• **TASK DIRECTIONS**
Reproduce verbatim the part of the commit diff below between "Allow rule terms" and "AST node fields.", inclusive.

• **SOURCE**
## Start
Allow rule terms to be marked as optional

This commit is contained in:
Josh Holtrop 2024-05-09 11:56:13 -04:00
parent 494afb7307
commit f3e4941ad8
14 changed files with 346 additions and 5 deletions

View File

@ -622,6 +622,13 @@ typedef struct
* Number of rule set AST node fields.
*/
uint16_t rule_set_node_field_array_size;
/**
* Whether this rule was a generated optional rule that matched the
* optional target. In this case, propagate the matched target node up
* instead of making a new node for this rule.
*/
bool propagate_optional_target;
<% end %>
} reduce_t;
@ -686,6 +693,7 @@ static const reduce_t parser_reduce_table[] = {
, &r_<%= reduce[:rule].name.gsub("$", "_") %><%= reduce[:rule].id %>_node_field_index_map[0]
<% end %>
, <%= reduce[:rule].rule_set.ast_fields.size %>
, <%= reduce[:propagate_optional_target] %>
<% end %>
},
<% end %>
@ -970,7 +978,11 @@ size_t <%= @grammar.prefix %>parse(<%= @grammar.prefix %>context_t * context)
## End
• **DATASET EXTRACT**
## Start
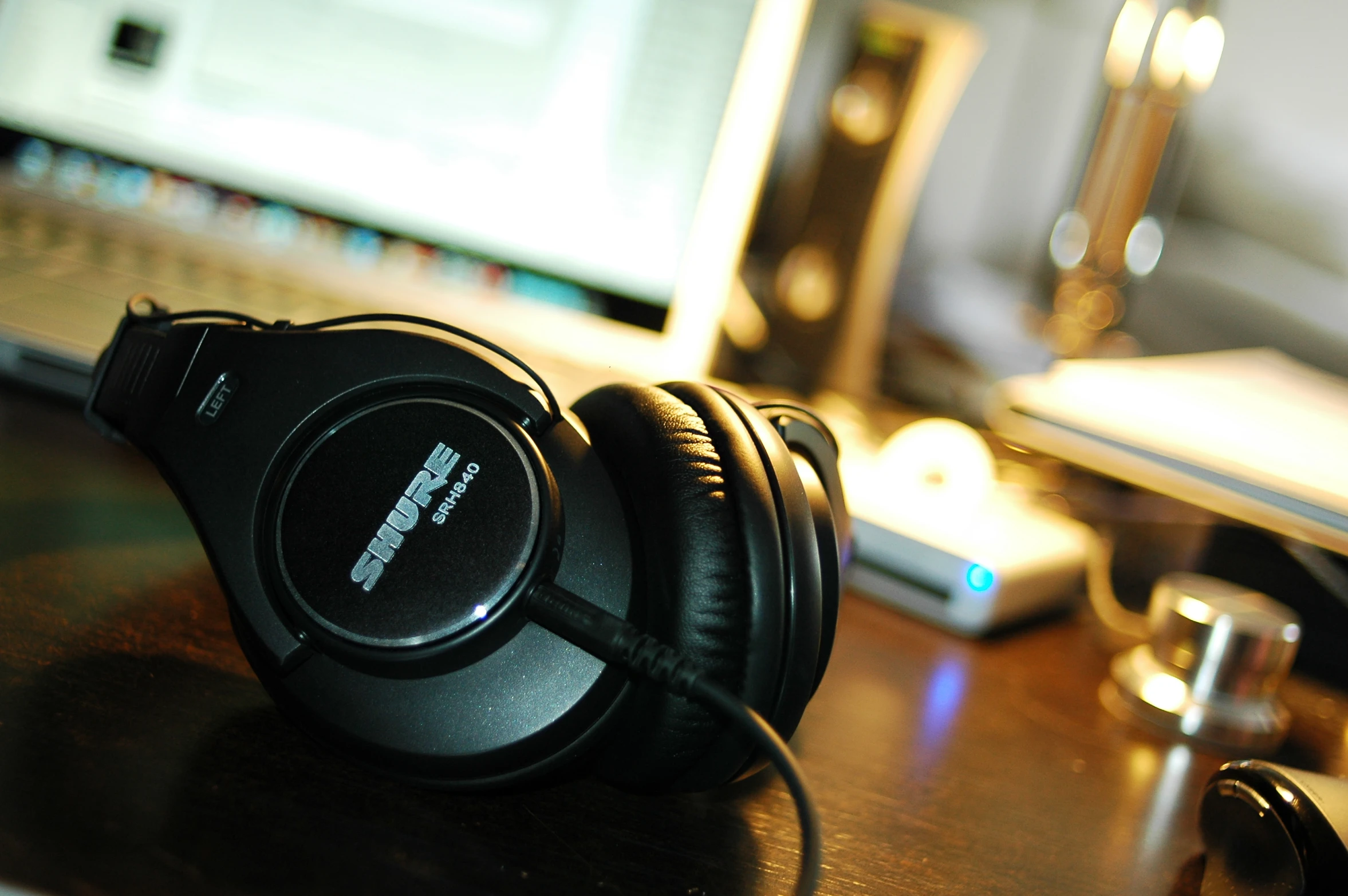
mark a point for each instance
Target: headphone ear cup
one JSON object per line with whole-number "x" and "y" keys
{"x": 689, "y": 577}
## End
• **RESPONSE BELOW**
Allow rule terms to be marked as optional

This commit is contained in:
Josh Holtrop 2024-05-09 11:56:13 -04:00
parent 494afb7307
commit f3e4941ad8
14 changed files with 346 additions and 5 deletions

View File

@ -622,6 +622,13 @@ typedef struct
* Number of rule set AST node fields.